- [About this exercise]:
In the passage about the "survivors movement," whom does the author quote as saying that a father who rapes his four-year-old daughter will almost surely have other records of mental illness?

- [Provided passage]:
Of course, most heterosexual women are quite properly wary about taking advice from lesbians on how to deal with men. Among lesbians, any degree of anti-male venom may gain general credence, and has little immediate consequence. The heterosexual woman, however, expects to live most of her life in intimate relationships with men, and is harmed quite measurably when anti- male venom and slanders render such relationships intolerable for one party or the other. To put it another way, the heterosexual woman _cannot afford_ to adopt the lesbian's open disdain for all men, because the eventual consequences to her will be enormous. Thus the 'hidden agenda' of the "survivors movement" is kept reasonably well-hidden, and attempts to bring it into the light are met with angry _ad hominem_ denunciations.

Martin Gardner wrote that "a father capable of raping his four- year-old daughter betrays such psychotic behavior that it is almost impossible for there to be no other records of his mental illness. Wives, siblings, and other relatives seldom have reason to maintain a state of 'denial' " [9]. I heartily concur, and if we ignore so-called "recovered memories," the evidence strongly suggests that Gardner is correct. Such crimes are rare, and are committed primarily by those who run afoul of other laws as well. But the feminist movement vehemently disagrees. According to the received wisdom among the supporters of feminism, men who are pillars of the community - doctors, top executives, men who daily handle the most weighty responsibilities and phenomenal feats of self-control in their professions - routinely go home and rape their young daughters each night without suffering the slightest pangs of conscience, often with the full knowledge and acquiescence of their wives. (After all, everyone knows that American wives invariably can be counted on to do exactly as their husbands command, no matter how distasteful or morally repugnant it may be, or how harmful to their children. What an absurd fantasy world is that one!) Gardner is, as usual, quite accurate in his assessment; it is his detractors who are steeped in fantasy.

One "survivor," hiding behind a pseudonym, claims to have been molested as a girl on the subways of New York City "almost every day." Of her "abusers" she says that "the majority were well- dressed, they were coming from good neighborhoods, they were carrying briefcases. It was never a black or Hispanic man or a man of any other race but white" (p 382-3). (Has this "survivor" ever listened to black "rap" music? That really suggests a great respect for women, does it not?) It does not take great insight to recognize this statement as a preposterous lie: whenever crimes are committed (and the "crimes" she describes are implausible in the extreme), no racial or ethnic group is so innocent as to wear a halo. As a Caucasian white-collar man who sometimes carries a briefcase, I greatly resent those who promote such false and degrading stereotypes about us. What a pity that this mendacious lesbian is not man enough to stand up and defend what she has written, but hides instead behind her pseudonym.

- [Provided information]:
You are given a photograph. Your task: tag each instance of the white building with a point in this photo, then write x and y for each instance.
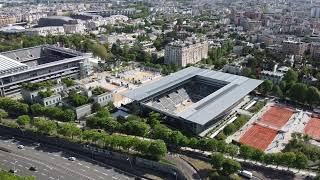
(183, 53)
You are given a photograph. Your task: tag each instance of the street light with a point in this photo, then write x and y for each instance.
(175, 174)
(14, 165)
(128, 159)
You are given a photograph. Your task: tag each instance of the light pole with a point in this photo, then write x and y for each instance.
(14, 165)
(129, 162)
(175, 174)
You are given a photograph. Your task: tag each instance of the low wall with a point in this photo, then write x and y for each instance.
(94, 152)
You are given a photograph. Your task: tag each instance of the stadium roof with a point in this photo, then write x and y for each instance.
(209, 107)
(8, 65)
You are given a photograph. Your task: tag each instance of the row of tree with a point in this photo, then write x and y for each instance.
(154, 149)
(224, 166)
(291, 88)
(58, 113)
(290, 159)
(10, 176)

- [Result]:
Martin Gardner